[TASK OBJECTIVE] In the rows below, copy the stretch from the line containing "Report the location of each instance of the white car" through the line containing "x=111, y=125", changing every "asphalt" to "blacktop" and keeping everything else the same.

[RECORDS SUPPLIED]
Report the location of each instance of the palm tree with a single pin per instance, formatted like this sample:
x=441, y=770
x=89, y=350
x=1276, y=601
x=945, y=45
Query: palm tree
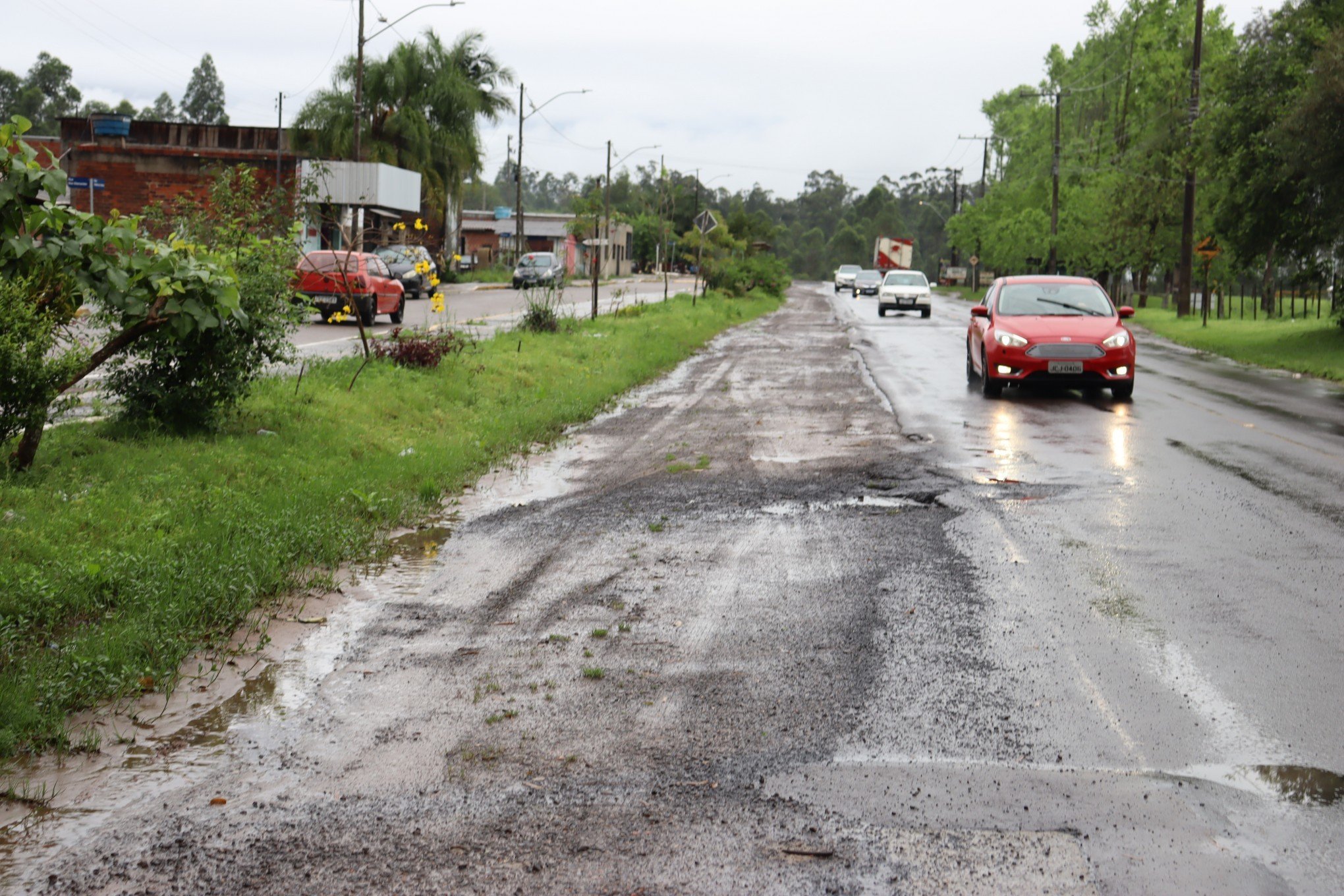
x=424, y=105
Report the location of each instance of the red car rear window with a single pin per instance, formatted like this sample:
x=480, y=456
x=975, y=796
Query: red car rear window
x=325, y=262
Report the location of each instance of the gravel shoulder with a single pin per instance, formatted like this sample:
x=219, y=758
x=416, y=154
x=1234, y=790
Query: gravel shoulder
x=765, y=553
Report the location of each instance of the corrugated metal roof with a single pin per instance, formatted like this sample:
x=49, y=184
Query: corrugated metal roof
x=509, y=225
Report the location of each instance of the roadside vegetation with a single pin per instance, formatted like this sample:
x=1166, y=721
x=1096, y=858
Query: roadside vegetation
x=125, y=548
x=1304, y=346
x=1270, y=177
x=488, y=274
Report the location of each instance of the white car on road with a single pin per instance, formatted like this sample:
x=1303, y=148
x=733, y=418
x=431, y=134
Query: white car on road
x=905, y=291
x=846, y=274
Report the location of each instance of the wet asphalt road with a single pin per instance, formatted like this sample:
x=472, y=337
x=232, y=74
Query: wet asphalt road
x=866, y=632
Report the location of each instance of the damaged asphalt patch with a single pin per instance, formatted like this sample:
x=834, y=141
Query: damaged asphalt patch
x=744, y=576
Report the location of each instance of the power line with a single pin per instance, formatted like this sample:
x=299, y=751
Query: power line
x=335, y=49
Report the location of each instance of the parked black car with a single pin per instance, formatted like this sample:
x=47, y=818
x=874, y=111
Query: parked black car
x=402, y=260
x=538, y=269
x=867, y=283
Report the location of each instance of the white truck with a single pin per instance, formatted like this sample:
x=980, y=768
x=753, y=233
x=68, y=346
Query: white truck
x=893, y=253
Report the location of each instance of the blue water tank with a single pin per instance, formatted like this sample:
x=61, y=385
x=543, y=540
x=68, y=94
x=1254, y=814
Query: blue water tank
x=111, y=125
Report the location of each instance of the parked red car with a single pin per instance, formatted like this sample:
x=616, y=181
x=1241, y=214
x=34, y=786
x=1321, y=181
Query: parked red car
x=1058, y=331
x=323, y=277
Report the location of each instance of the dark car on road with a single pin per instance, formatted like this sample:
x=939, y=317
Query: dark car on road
x=867, y=283
x=538, y=269
x=402, y=261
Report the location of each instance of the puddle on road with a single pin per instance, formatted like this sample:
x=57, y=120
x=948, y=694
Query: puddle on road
x=1301, y=785
x=89, y=789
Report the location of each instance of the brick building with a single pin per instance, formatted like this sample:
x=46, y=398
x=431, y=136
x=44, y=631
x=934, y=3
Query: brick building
x=160, y=160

[THE SOLUTION]
Report the location of each instance of the white car on road with a single pin per instance, formatted like this sample:
x=1303, y=148
x=733, y=418
x=431, y=134
Query: white car on road
x=905, y=291
x=846, y=274
Report the location of each instance of the wet blacktop road with a single pin per instance, formatted like this sample:
x=472, y=337
x=232, y=74
Query: wet blacktop road
x=866, y=632
Report the location of each instance of the damaged blacktop patch with a single pin per instance, formatted like this sample:
x=834, y=141
Query: damaged blacktop patch
x=744, y=576
Report the location of each instance of the power line with a single pin per instance, formatted like this sample:
x=299, y=751
Query: power line
x=335, y=49
Report the location of each instance of the parked black car with a single pin per instance, formatted like this sample:
x=47, y=818
x=874, y=111
Query: parked black car
x=402, y=260
x=538, y=269
x=867, y=283
Report the location of each instance of the white truck with a single pin per instance, formatted like this sample:
x=980, y=768
x=753, y=233
x=68, y=346
Query: white truck
x=893, y=253
Report the location of each instance of the blue water tank with a single pin per instance, formatted like this sample:
x=61, y=385
x=543, y=540
x=68, y=94
x=1254, y=814
Query: blue water tank
x=111, y=125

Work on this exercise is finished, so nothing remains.